• Opdrachten
a - Werk in de uitspraak het deel bij dat begint met de woorden "de raad van" en eindigt met "maatschap beroep ingesteld.": geef dat deel opnieuw, met "bestemmingsplan" vervangen door "inpassingsplan".
b - Tel hoeveel regels in de rijen de tekenreeks "woman" bevatten, waarbij hoofdletters en kleine letters verschillend gelden. Geef alleen dat getal.

• Tekstfragment
■ ■ ■ ■
Uitspraak 201606468/1/R3


Volledige tekst

201606468/1/R3.
Datum uitspraak: 29 maart 2017

AFDELING
BESTUURSRECHTSPRAAK

Uitspraak in het geding tussen:

de Maatschap [appellante], gevestigd te Vilsteren, gemeente Ommen,

en

de raad van de gemeente Ommen,
verweerder.

Procesverloop

Bij besluit van 16 juni 2016 heeft de raad het bestemmingsplan "Aanpassing N348 Ommen" vastgesteld

Tegen dit besluit heeft de maatschap beroep ingesteld.

De raad heeft een verweerschrift ingediend.

De zaak is door een meervoudige kamer van de Afdeling verwezen naar een enkelvoudige.

De Afdeling heeft de zaak ter zitting behandeld op 3 maart 2017, waar de de raad, vertegenwoordigd door W.G.J. Sauer, is verschenen. Voorts zijn gedeputeerde staten van de provincie Overijssel, vertegenwoordigd door mr. L.M. de Jong en J. Elzinga, gehoord.
■ ■ ■ ■
• Rijen

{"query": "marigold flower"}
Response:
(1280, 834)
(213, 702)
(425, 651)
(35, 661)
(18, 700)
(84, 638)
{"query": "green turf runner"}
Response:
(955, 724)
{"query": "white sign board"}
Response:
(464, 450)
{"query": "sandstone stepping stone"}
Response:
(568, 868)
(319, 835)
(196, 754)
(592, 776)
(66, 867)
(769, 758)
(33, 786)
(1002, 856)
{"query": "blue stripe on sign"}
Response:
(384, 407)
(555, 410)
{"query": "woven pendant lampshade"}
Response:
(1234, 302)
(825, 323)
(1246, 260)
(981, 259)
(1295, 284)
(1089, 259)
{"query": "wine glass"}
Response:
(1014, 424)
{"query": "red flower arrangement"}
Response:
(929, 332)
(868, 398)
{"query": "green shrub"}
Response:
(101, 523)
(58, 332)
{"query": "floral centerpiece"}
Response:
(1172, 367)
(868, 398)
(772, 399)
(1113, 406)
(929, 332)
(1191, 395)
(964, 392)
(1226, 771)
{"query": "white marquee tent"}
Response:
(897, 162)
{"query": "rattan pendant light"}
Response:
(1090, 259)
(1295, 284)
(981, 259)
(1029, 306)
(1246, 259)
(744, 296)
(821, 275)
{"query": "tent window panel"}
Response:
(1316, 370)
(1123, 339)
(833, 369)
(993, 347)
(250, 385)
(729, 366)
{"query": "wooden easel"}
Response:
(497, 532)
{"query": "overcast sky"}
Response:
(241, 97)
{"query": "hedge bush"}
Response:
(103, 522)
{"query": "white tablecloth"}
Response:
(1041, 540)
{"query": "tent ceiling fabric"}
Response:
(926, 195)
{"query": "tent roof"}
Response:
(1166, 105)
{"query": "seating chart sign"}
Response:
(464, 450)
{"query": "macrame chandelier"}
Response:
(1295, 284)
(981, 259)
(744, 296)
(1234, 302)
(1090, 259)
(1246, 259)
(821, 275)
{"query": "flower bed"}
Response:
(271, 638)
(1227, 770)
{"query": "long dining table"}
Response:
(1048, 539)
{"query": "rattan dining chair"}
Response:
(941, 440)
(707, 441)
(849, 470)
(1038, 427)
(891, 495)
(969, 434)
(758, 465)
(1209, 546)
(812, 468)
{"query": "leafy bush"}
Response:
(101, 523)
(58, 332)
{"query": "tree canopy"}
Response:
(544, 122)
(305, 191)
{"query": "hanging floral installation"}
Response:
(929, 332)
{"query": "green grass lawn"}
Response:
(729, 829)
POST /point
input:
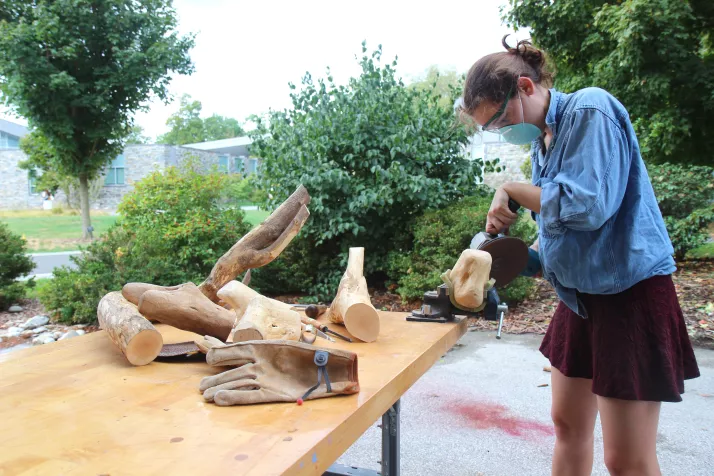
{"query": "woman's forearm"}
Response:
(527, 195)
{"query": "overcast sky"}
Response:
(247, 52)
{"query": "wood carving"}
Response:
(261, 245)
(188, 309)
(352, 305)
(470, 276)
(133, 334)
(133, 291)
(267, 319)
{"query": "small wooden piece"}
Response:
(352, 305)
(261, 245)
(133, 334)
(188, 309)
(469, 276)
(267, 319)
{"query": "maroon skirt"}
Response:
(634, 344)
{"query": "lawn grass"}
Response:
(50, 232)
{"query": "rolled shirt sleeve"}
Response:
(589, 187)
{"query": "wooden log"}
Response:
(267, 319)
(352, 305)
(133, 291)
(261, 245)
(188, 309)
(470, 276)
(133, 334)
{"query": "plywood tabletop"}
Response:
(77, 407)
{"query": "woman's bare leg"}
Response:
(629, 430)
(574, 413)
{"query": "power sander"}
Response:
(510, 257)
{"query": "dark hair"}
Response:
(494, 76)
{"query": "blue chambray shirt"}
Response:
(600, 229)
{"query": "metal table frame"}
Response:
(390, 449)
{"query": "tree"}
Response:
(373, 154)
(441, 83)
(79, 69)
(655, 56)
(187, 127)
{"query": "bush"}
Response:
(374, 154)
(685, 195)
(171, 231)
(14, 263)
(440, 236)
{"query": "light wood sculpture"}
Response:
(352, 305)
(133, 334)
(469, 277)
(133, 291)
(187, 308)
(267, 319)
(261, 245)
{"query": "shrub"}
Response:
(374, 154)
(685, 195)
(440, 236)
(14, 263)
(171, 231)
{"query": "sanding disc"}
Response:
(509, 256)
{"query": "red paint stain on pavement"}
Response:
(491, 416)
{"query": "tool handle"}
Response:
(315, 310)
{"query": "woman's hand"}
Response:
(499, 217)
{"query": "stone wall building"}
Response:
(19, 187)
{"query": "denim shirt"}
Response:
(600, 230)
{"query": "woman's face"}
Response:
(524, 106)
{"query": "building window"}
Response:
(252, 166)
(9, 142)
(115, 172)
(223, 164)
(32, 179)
■ ■ ■ ■
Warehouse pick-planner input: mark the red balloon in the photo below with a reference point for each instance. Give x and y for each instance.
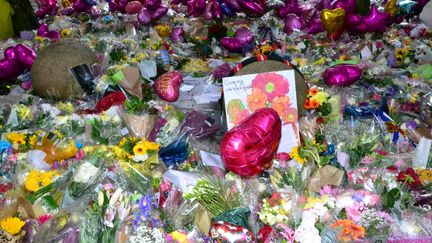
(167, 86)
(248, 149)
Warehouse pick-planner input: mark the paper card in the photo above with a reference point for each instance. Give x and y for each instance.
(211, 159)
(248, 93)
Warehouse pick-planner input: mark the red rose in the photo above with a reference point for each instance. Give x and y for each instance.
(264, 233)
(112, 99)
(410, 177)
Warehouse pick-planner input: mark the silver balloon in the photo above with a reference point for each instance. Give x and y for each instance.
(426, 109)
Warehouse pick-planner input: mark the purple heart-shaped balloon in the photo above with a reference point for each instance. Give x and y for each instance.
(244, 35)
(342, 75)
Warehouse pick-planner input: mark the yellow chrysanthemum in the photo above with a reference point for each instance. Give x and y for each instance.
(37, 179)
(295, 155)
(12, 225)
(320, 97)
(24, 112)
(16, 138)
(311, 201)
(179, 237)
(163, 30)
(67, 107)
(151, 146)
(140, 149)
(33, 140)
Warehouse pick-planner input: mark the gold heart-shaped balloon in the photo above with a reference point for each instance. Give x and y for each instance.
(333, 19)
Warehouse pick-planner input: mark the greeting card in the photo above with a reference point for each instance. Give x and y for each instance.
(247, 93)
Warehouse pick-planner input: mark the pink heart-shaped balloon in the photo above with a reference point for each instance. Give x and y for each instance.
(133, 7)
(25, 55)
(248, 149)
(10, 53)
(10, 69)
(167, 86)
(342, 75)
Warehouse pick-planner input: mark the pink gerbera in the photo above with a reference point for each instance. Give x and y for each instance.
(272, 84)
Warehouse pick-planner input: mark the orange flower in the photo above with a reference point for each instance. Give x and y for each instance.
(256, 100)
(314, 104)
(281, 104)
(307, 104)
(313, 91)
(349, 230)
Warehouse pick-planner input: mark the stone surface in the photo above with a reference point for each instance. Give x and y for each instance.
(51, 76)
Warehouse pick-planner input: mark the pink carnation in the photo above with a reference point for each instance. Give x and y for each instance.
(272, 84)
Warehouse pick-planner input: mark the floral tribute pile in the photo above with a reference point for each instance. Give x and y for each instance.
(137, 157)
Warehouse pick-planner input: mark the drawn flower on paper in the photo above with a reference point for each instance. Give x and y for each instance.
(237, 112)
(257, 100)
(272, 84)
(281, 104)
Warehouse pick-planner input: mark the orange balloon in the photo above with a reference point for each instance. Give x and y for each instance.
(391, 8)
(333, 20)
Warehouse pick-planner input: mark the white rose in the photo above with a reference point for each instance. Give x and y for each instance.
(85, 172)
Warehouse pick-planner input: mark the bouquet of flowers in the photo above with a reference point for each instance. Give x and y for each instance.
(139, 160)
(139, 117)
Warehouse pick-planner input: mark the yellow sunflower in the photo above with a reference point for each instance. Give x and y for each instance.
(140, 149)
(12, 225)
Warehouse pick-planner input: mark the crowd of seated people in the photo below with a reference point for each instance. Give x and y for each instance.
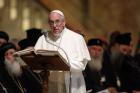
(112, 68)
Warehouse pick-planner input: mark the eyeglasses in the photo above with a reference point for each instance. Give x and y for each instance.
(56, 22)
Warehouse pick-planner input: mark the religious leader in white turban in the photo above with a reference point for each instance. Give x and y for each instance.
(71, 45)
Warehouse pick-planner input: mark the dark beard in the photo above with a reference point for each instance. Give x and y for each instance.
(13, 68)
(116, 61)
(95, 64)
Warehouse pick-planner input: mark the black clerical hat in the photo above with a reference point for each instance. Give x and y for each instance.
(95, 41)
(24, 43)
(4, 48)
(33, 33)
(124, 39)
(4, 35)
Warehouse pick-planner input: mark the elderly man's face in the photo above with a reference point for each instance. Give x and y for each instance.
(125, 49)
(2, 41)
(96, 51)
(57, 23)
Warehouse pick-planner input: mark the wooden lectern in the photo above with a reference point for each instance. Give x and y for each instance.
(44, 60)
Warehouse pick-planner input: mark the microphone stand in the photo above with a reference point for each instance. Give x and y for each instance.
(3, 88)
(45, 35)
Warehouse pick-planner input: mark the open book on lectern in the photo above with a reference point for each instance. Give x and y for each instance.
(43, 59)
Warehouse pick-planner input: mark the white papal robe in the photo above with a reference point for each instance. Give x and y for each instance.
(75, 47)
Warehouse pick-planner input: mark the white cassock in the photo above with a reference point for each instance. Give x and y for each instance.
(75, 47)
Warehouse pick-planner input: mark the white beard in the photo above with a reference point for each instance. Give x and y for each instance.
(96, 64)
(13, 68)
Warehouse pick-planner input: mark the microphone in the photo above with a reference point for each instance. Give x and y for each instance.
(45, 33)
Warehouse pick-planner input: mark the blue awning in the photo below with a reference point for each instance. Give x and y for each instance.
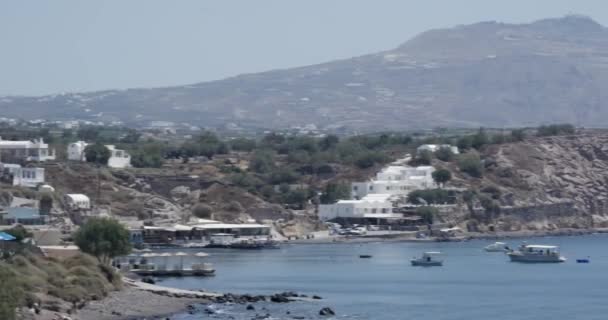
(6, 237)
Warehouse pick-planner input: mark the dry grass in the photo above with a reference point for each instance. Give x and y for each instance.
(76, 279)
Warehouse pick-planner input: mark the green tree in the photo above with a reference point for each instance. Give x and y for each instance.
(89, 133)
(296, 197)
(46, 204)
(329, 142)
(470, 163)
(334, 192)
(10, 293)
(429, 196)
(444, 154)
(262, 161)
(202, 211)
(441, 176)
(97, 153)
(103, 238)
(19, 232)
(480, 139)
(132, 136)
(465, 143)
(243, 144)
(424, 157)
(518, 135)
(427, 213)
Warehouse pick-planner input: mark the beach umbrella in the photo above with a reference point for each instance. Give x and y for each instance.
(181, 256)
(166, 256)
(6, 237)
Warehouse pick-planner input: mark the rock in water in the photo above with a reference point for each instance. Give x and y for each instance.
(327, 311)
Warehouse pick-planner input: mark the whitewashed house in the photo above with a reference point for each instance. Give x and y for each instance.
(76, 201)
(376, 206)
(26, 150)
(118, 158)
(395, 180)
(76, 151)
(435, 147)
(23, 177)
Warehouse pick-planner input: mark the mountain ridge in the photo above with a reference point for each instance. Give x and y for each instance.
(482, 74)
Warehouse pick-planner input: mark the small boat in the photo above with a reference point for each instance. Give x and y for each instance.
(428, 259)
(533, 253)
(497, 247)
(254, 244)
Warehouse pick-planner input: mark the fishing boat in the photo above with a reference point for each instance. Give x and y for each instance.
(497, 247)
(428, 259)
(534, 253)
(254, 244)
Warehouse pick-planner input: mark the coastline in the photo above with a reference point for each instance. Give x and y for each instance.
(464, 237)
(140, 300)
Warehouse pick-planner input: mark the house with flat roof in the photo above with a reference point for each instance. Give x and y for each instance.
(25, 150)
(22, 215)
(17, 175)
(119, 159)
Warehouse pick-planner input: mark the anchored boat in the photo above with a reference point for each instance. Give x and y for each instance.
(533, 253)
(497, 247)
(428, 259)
■ ■ ■ ■
• Verwachte antwoorden
a -
de raad van de gemeente Ommen,
verweerder.

Procesverloop

Bij besluit van 16 juni 2016 heeft de raad het inpassingsplan "Aanpassing N348 Ommen" vastgesteld

Tegen dit besluit heeft de maatschap beroep ingesteld.

b - 4